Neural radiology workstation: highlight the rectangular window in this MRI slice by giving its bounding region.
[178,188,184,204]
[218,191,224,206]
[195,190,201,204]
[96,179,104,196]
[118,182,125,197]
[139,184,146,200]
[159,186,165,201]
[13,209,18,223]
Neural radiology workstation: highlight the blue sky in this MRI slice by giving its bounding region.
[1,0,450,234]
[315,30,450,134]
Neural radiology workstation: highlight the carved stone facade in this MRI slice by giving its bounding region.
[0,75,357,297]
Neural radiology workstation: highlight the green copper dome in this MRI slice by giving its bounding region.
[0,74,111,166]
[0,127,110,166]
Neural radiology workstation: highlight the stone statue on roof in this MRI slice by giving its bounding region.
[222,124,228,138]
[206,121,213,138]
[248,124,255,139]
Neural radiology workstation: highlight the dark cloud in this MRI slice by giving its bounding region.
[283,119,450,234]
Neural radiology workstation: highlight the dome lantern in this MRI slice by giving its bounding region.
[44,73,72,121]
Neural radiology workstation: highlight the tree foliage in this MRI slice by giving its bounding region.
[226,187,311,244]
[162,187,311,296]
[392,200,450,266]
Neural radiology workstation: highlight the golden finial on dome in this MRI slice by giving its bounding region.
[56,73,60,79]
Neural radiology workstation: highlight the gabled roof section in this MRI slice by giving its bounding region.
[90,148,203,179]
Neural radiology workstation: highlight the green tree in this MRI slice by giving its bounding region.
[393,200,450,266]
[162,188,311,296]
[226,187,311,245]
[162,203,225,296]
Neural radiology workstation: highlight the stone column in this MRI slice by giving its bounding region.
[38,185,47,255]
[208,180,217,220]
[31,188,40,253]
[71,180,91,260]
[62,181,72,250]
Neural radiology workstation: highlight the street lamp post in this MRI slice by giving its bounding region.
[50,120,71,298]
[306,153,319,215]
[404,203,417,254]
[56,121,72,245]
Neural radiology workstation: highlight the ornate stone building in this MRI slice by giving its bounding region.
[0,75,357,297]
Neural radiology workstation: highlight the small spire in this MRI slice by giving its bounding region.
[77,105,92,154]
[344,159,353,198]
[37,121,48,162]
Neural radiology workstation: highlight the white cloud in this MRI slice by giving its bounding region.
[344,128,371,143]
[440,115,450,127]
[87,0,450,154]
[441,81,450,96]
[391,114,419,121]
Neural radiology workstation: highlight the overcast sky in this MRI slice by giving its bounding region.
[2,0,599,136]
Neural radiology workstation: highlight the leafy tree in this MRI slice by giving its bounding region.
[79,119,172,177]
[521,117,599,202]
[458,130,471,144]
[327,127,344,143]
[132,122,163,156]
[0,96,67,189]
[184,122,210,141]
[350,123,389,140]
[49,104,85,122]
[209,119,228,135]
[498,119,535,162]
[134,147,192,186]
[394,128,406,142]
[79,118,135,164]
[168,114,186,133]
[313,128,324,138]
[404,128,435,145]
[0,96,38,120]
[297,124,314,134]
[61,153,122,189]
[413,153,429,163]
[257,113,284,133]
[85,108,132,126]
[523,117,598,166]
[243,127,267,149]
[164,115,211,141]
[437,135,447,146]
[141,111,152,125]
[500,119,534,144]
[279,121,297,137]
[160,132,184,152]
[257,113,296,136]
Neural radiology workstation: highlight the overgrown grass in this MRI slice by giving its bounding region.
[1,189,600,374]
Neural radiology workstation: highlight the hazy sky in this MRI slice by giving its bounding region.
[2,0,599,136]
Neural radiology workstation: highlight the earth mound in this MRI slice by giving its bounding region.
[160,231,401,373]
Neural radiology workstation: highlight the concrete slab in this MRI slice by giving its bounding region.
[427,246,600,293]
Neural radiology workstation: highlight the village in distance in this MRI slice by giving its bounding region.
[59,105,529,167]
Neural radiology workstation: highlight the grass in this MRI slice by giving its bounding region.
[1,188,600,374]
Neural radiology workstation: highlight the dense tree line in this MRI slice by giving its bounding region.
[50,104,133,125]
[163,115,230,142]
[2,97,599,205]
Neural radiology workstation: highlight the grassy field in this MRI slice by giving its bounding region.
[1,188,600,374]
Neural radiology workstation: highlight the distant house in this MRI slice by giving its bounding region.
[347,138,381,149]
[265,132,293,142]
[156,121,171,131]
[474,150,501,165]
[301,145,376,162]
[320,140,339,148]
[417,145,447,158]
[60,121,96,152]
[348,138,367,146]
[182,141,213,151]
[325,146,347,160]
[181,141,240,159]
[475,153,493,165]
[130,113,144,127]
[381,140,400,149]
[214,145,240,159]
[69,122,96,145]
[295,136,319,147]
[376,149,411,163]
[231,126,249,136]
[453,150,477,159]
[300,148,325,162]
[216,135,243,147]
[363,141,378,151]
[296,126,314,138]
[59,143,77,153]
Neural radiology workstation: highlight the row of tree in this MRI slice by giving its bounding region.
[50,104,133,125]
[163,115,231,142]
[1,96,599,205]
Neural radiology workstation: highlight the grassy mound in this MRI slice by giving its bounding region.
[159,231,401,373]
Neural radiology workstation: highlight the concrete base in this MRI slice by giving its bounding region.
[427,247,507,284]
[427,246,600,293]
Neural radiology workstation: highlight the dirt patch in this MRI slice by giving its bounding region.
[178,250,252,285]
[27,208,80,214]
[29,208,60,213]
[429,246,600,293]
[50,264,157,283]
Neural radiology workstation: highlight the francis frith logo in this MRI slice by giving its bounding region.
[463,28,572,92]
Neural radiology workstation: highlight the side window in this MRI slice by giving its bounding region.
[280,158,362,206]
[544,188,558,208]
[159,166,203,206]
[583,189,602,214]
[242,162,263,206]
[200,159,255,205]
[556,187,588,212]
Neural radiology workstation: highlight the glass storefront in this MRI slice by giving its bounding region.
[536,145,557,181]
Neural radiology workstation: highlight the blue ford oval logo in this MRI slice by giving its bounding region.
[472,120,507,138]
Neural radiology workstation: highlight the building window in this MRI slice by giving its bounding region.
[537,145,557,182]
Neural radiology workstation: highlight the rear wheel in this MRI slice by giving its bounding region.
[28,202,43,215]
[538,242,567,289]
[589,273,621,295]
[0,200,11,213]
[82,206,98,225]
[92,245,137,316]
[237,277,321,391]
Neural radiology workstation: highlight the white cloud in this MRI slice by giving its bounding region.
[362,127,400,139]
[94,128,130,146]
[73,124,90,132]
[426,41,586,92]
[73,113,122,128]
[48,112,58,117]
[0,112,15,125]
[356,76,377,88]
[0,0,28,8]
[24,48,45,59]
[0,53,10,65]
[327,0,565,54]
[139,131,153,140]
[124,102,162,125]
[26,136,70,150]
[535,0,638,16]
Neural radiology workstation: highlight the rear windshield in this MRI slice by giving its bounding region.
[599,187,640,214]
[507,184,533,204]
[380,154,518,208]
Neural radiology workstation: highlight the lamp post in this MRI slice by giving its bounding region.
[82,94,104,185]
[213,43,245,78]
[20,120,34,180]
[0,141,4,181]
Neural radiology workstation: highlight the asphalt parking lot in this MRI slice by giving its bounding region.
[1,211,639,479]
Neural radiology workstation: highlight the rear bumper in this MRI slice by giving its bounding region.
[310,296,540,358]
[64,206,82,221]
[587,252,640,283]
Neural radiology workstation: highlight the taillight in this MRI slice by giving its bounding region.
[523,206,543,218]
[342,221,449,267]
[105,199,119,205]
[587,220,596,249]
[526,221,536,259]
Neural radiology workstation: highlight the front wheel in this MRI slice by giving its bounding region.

+===+

→ **Work instruction**: Everything in the records must be returned exactly.

→ **Task solution**:
Neural radiology workstation: highlight the rectangular window in this MRI slice by giving its bounding region.
[178,188,184,204]
[218,191,224,206]
[195,190,201,204]
[96,179,104,196]
[118,182,125,197]
[139,184,146,200]
[159,186,165,201]
[13,209,18,223]
Neural radiology workstation: highlight the blue sky in this MRI slice by giving its bounding region.
[1,0,450,234]
[315,30,450,134]
Neural radiology workstation: highlight the carved stone facade in this MRI slice by giving its bounding region.
[0,75,357,297]
Neural radiology workstation: highlight the green copper dome in this MRI slice by giving its bounding region.
[0,74,111,166]
[0,127,110,166]
Neural radiology workstation: highlight the stone statue on roof in this MRI slice by giving its bounding region.
[222,124,228,138]
[206,121,213,138]
[248,124,255,139]
Neural radiology workstation: highlight the dark cloud in this MRI slice by giving its bounding region.
[283,119,450,234]
Neural radiology workstation: highlight the dome lantern in this MRI slice by giving its bounding region.
[44,73,72,121]
Neural radiology workstation: highlight the tree foliage in this MRI slice by giving its bounding region.
[226,187,311,244]
[162,187,311,296]
[392,200,450,266]
Neural radiology workstation: highlight the golden finial on dome in this MRI slice by giving its bounding region.
[56,73,60,79]
Neural radiology workstation: highlight the gabled roof section in this MRI slice by giving its bounding region.
[90,148,203,179]
Neural radiology workstation: highlight the green tree in this MRI slice by giving its bounding region.
[393,200,450,266]
[162,188,311,296]
[226,187,311,245]
[162,203,225,296]
Neural radiology workstation: highlight the stone column in this MRI slice by giving its bounding region.
[38,185,47,255]
[208,180,217,220]
[31,188,40,253]
[71,180,91,260]
[62,181,72,250]
Neural radiology workstation: highlight the street lamp post in this MRI slice by giving its bounding region.
[50,120,71,298]
[306,153,319,215]
[404,203,417,254]
[56,121,72,245]
Neural radiology workstation: highlight the ornate stone building in this MRI slice by giving its bounding region.
[0,75,357,297]
Neural radiology workstation: highlight the small spire in this MRI slice by giving its bounding region.
[77,105,92,154]
[344,159,353,198]
[37,121,48,162]
Neural radiology workstation: highlight the white cloud in this MRI slice by giving its bounding region.
[344,128,371,143]
[440,115,450,127]
[87,0,450,154]
[441,81,450,96]
[391,114,419,121]
Neural radiology workstation: highlight the overcast sky in this MRI slice by giving its bounding region.
[2,0,599,136]
Neural radiology workstation: highlight the leafy tree in this MRI slice by giving its bounding region.
[79,119,172,177]
[521,117,599,202]
[458,130,471,144]
[327,127,344,143]
[132,122,163,156]
[0,96,67,189]
[184,122,210,141]
[350,123,389,140]
[49,104,85,122]
[209,119,228,135]
[498,119,535,162]
[134,147,192,186]
[394,128,406,142]
[79,118,135,164]
[168,114,186,133]
[313,128,324,138]
[404,128,435,145]
[0,96,38,120]
[297,124,314,134]
[61,153,122,189]
[413,153,429,163]
[257,113,284,133]
[85,108,132,126]
[523,117,598,166]
[243,127,267,149]
[164,115,211,141]
[437,135,447,146]
[141,111,152,125]
[500,119,534,144]
[279,121,297,137]
[160,132,184,152]
[257,113,296,136]
Neural radiology workstation: highlight the overgrown grass in this MRI slice by giving its bounding region.
[1,189,600,374]
Neural radiology workstation: highlight the hazy sky in this MRI slice by giving its bounding region.
[2,0,599,136]
Neural radiology workstation: highlight the earth mound in this MRI slice by giving its bounding region.
[160,231,401,373]
Neural radiology workstation: highlight the concrete slab in this MRI slice by giving its bounding region.
[427,246,600,293]
Neural radiology workstation: highlight the village in distance in this MRI slice by giving its bounding region.
[59,105,529,167]
Neural radiology workstation: highlight the grass in this MRI slice by giving its bounding region.
[1,188,600,374]
Neural radiology workstation: highlight the dense tree line in this MRI slice by giving its bounding region.
[50,104,133,125]
[163,115,230,142]
[2,97,599,205]
Neural radiology workstation: highlight the grassy field in this MRI slice by giving its bounding region.
[1,188,600,374]
Neural radiology workstation: highlight the distant house in this MRI slice by giving its bounding region.
[347,138,381,149]
[265,132,293,142]
[156,121,171,131]
[474,150,501,165]
[301,145,376,162]
[320,140,339,148]
[417,145,447,158]
[60,121,96,152]
[348,138,367,146]
[182,141,213,151]
[325,146,347,160]
[181,141,240,159]
[475,153,493,165]
[130,113,144,127]
[381,140,400,149]
[214,145,240,159]
[69,122,96,145]
[295,136,319,147]
[376,149,411,163]
[231,126,249,136]
[453,150,477,159]
[300,148,325,162]
[216,135,243,147]
[363,141,378,151]
[296,126,314,138]
[59,143,77,153]
Neural radiology workstation: highlight the row of tree in this MRI slice by giving its bounding region.
[50,104,133,125]
[163,115,231,142]
[1,96,599,205]
Neural radiology workstation: highlight the grassy mound in this MRI slice by giving its bounding region.
[159,231,401,373]
Neural radiology workstation: highlight the concrete base in this MRI slice by giving its bounding region.
[427,247,507,284]
[427,246,600,293]
Neural radiology workstation: highlight the dirt patch in this MRI slice by giving its bounding region.
[178,250,252,285]
[27,208,80,214]
[29,208,60,213]
[429,246,600,293]
[50,264,157,283]
Neural radiology workstation: highlight the francis frith logo in this MRI slice by giving its bounding region.
[463,28,572,92]
Neural radiology workstation: highlight the side window in this MRI slice by giving its bounding region.
[280,158,362,206]
[544,188,558,208]
[159,166,203,206]
[583,189,602,214]
[242,162,263,206]
[200,159,255,205]
[556,187,588,212]
Neural radiology workstation: highlight the glass storefront in this MRI slice by giving its bounding region.
[536,145,557,181]
Neural radiology workstation: highlight the blue ford oval logo in this MRI slice by giving its bounding region.
[472,120,507,138]
Neural radiology workstation: highlight the building window in this MRI slice by giving its bounding region.
[537,145,557,182]
Neural radiology workstation: highlight the rear wheel in this MRI slice by giving its bounding region.
[28,202,43,215]
[538,242,567,289]
[589,273,621,295]
[0,200,11,213]
[82,206,98,225]
[92,245,137,316]
[237,277,321,391]
Neural radiology workstation: highlight the white cloud in this MRI slice by giving its bounding region.
[362,127,400,139]
[94,128,130,146]
[73,124,90,132]
[426,41,586,92]
[73,113,122,128]
[48,112,58,117]
[0,112,15,125]
[356,76,377,88]
[0,0,28,8]
[24,48,45,59]
[0,53,10,65]
[327,0,565,54]
[139,131,153,140]
[124,102,162,125]
[26,136,70,150]
[535,0,638,16]
Neural radiology workstation: highlight the rear windshield in this MRI slice by giving its bounding region.
[599,187,640,214]
[507,184,533,204]
[380,154,518,208]
Neural radiology workstation: highlight the lamp post in this MRI slice by giving its bounding region.
[82,94,104,185]
[213,43,245,78]
[20,120,34,180]
[0,141,4,181]
Neural radiology workstation: highlight the asphalt parking lot in this MRI slice by giving its bounding region.
[1,211,639,479]
Neural radiology workstation: highlight the rear bumper in this MRI slice by giving its bounding region.
[310,296,540,358]
[64,206,82,221]
[587,252,640,283]
Neural radiology workstation: highlight the taillight in this MRI slice by giving its bounding region.
[523,206,543,218]
[342,221,449,267]
[105,199,119,205]
[587,220,596,249]
[526,221,536,259]
Neural radiology workstation: highlight the front wheel in this MRI slice by giving its bounding region.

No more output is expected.